▶ [INSTRUCTIONS FOR THE TASK]
Copy out the rows below, replacing every "pixel coordinates" with "x and y values" and changing nothing else.

▶ [RAW RECORDS]
++++++++++

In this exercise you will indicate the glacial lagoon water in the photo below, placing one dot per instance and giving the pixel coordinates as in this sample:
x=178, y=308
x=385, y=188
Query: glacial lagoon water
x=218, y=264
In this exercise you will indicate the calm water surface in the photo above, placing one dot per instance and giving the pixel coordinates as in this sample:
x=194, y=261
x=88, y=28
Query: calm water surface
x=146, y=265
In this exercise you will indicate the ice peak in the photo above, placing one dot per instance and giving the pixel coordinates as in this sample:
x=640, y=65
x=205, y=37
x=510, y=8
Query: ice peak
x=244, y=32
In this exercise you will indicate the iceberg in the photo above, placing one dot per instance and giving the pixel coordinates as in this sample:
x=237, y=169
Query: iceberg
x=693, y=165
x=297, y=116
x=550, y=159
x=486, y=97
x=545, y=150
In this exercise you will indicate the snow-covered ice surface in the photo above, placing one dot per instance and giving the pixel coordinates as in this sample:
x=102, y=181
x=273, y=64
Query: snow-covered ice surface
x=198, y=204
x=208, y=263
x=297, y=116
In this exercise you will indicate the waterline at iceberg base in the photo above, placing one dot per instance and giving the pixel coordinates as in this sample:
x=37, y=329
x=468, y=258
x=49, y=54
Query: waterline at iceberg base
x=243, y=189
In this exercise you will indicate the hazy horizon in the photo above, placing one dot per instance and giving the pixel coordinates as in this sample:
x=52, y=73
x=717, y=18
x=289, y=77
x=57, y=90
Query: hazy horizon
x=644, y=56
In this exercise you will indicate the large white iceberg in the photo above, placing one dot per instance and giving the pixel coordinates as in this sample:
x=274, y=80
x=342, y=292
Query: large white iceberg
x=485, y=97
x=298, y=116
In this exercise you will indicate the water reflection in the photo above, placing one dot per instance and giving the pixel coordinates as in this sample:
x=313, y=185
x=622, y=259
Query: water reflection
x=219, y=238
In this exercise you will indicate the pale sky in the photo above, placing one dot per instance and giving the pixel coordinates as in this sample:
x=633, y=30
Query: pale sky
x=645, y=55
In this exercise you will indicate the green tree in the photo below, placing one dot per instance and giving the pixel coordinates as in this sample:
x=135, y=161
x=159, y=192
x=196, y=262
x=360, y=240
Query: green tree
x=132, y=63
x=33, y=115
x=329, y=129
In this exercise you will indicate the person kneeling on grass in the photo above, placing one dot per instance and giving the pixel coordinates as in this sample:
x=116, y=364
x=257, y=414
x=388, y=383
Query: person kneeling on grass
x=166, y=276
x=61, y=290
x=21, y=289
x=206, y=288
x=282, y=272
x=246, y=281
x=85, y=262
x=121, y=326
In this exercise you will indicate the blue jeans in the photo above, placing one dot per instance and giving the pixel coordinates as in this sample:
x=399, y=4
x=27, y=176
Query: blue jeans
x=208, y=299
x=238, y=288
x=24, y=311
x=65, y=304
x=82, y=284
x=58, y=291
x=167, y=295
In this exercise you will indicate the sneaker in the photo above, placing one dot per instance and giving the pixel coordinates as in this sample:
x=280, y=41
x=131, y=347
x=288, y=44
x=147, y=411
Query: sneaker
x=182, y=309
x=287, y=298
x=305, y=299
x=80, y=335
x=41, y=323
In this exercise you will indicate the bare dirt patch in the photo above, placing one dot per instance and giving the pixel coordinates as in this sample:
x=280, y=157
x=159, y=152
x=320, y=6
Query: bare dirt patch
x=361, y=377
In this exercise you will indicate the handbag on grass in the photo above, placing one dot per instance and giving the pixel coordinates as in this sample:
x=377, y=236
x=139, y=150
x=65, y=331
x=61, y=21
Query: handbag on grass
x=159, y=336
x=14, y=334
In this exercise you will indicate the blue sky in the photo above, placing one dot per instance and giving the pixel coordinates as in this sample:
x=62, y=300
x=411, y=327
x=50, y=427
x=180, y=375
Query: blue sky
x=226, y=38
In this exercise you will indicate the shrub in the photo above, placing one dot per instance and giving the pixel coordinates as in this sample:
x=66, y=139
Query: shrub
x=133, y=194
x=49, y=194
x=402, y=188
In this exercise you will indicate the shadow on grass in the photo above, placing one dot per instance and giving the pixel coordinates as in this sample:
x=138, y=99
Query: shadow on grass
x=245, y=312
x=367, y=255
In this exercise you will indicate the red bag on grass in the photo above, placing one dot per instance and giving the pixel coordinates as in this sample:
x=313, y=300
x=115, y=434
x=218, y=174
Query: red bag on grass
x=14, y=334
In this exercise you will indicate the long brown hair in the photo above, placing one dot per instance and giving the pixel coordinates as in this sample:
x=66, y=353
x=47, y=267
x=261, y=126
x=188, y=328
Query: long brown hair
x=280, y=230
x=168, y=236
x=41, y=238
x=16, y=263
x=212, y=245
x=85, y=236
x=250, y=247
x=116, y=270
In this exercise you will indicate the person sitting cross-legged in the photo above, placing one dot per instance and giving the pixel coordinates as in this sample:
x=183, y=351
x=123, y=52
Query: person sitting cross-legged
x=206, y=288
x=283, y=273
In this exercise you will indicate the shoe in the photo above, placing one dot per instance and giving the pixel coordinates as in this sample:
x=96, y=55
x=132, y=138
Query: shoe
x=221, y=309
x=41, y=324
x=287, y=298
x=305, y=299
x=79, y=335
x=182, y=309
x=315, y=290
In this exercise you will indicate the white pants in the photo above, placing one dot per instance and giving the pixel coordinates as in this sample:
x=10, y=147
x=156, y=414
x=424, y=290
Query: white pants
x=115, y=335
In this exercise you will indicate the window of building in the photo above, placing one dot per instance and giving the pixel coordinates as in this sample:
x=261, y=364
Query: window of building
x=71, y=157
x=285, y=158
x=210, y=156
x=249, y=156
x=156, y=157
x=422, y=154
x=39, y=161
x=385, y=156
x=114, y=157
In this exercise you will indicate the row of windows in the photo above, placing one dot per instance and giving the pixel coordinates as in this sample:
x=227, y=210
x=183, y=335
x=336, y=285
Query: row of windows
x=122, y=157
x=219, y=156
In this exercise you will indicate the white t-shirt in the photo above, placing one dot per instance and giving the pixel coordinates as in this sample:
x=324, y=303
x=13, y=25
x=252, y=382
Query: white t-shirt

++++++++++

▶ [RESULT]
In this exercise you will indicate the glacial lagoon water in the photo below, placing one dot per instance and giving the x and y values as in this sample:
x=178, y=308
x=385, y=188
Query: glacial lagoon water
x=218, y=264
In this exercise you will indicate the calm water surface in the photo above, placing one dot per instance and giving the x and y values as in this sample:
x=194, y=261
x=88, y=28
Query: calm water surface
x=146, y=265
In this exercise you will indicate the ice peak in the photo above, placing one dot per instance and giving the x and y values as in this sample:
x=640, y=65
x=205, y=37
x=510, y=8
Query: ice peak
x=244, y=32
In this exercise you will indicate the iceberg in the photo above, placing one dot per instance and giving the x and y values as in this sample:
x=237, y=169
Query: iceberg
x=693, y=165
x=297, y=116
x=550, y=159
x=486, y=97
x=545, y=150
In this exercise you will indicate the snow-covered ice surface in the photo above, placing one dot per instance and giving the x and y values as in this sample:
x=102, y=181
x=273, y=64
Query: snow-covered ice surface
x=198, y=204
x=208, y=263
x=297, y=116
In this exercise you will indicate the waterline at iceberg base in the photo above, placing one dot per instance and giving the x and y values as in this sample:
x=37, y=329
x=468, y=258
x=49, y=54
Query: waterline at iceberg base
x=243, y=189
In this exercise you will indicate the hazy horizon in the photo above, placing one dot per instance and giving the x and y values as in this sample:
x=52, y=73
x=717, y=18
x=289, y=77
x=57, y=90
Query: hazy horizon
x=644, y=56
In this exercise you will indicate the large white iceberg in the photo above, placing one dot per instance and giving the x and y values as in this sample:
x=274, y=80
x=342, y=292
Query: large white iceberg
x=485, y=97
x=298, y=116
In this exercise you will indicate the water reflection in the photo above, placing one dot per instance and giving the x and y values as in this sample:
x=313, y=185
x=622, y=259
Query: water reflection
x=219, y=238
In this exercise you will indicate the pale sky in the photo above, placing one dot per instance and giving the x and y values as in this sample:
x=633, y=30
Query: pale sky
x=645, y=55
In this exercise you will indicate the green tree in the photo below, placing one dot per instance and giving the x and y values as in this sample:
x=135, y=161
x=159, y=192
x=196, y=262
x=360, y=240
Query: green tree
x=132, y=63
x=33, y=115
x=329, y=129
In this exercise you will indicate the person kneeling on grass in the photo above, placing one dot per instance and giving the x and y values as in this sample:
x=116, y=364
x=257, y=414
x=388, y=383
Query: person kneeling on grass
x=166, y=276
x=61, y=290
x=21, y=289
x=206, y=288
x=282, y=272
x=246, y=281
x=85, y=262
x=121, y=326
In this exercise you will indicate the blue jeans in the photo above, placing one dot per instance and giving the x and y values as in this sample:
x=399, y=4
x=27, y=176
Query: blue jeans
x=208, y=299
x=238, y=288
x=24, y=311
x=65, y=304
x=82, y=284
x=58, y=291
x=167, y=295
In this exercise you will indicate the sneaker in the photo above, placing one dot per instance and giving the x and y values as in this sample:
x=280, y=41
x=131, y=347
x=288, y=44
x=147, y=411
Query: sneaker
x=182, y=309
x=287, y=298
x=305, y=299
x=80, y=335
x=41, y=323
In this exercise you will indicate the bare dirt patch in the photo above, placing one dot per instance and giving the x and y values as in this sample:
x=280, y=157
x=159, y=152
x=320, y=6
Query: bare dirt patch
x=361, y=377
In this exercise you will indicate the handbag on grass in the photo above, placing one dot per instance and giving the x and y values as in this sample:
x=377, y=236
x=139, y=150
x=65, y=331
x=61, y=21
Query: handbag on grass
x=159, y=336
x=14, y=334
In this exercise you will indicate the blue sky in the photo above, placing one dot per instance and giving the x and y values as in this sample:
x=62, y=300
x=411, y=327
x=50, y=427
x=180, y=375
Query: blue sky
x=226, y=38
In this exercise you will indicate the shrub in the photo above, placing one dot per instance and giving the x and y values as in this sample:
x=66, y=139
Query: shrub
x=133, y=194
x=49, y=194
x=402, y=188
In this exercise you will indicate the shadow on grass in the photo above, placing one dot per instance and giving the x and y values as in this sample:
x=138, y=99
Query: shadow on grass
x=245, y=312
x=367, y=255
In this exercise you will indicate the red bag on grass in the photo above, placing one dot per instance and giving the x and y values as in this sample:
x=313, y=300
x=115, y=434
x=218, y=174
Query: red bag on grass
x=14, y=334
In this exercise you will indicate the long brown hair in the photo above, placing one dot per instance and giving the x and y values as in this sample:
x=66, y=353
x=47, y=267
x=261, y=126
x=188, y=328
Query: long brown hair
x=280, y=230
x=168, y=236
x=41, y=238
x=16, y=263
x=212, y=245
x=85, y=236
x=250, y=247
x=116, y=270
In this exercise you will indicate the person sitting cross-legged in the photo above, placing one dot per instance and giving the x and y values as in this sample:
x=183, y=351
x=123, y=52
Query: person sitting cross-legged
x=206, y=288
x=283, y=273
In this exercise you will indicate the shoe in the photo above, placing one dot per instance and giving the x and y values as in this sample:
x=96, y=55
x=132, y=138
Query: shoe
x=221, y=309
x=41, y=324
x=287, y=298
x=305, y=299
x=79, y=335
x=182, y=309
x=315, y=290
In this exercise you will indicate the white pants in the photo above, placing one dot per instance and giving the x and y values as in this sample:
x=10, y=147
x=156, y=414
x=424, y=290
Query: white pants
x=115, y=335
In this exercise you will indicate the window of building in the photo above, placing one dot per instance and giving the x and y values as in this sample:
x=261, y=364
Query: window of building
x=71, y=157
x=285, y=158
x=210, y=156
x=249, y=156
x=156, y=157
x=422, y=154
x=39, y=161
x=385, y=156
x=114, y=157
In this exercise you will indicate the row of windows in the photo above, placing one dot per instance and giving the x and y values as in this sample:
x=227, y=210
x=183, y=335
x=336, y=285
Query: row of windows
x=122, y=157
x=219, y=156
In this exercise you will indicate the white t-shirt in the photo above, placing one dot per instance and giving the x and y values as in this sample:
x=324, y=303
x=13, y=25
x=252, y=382
Query: white t-shirt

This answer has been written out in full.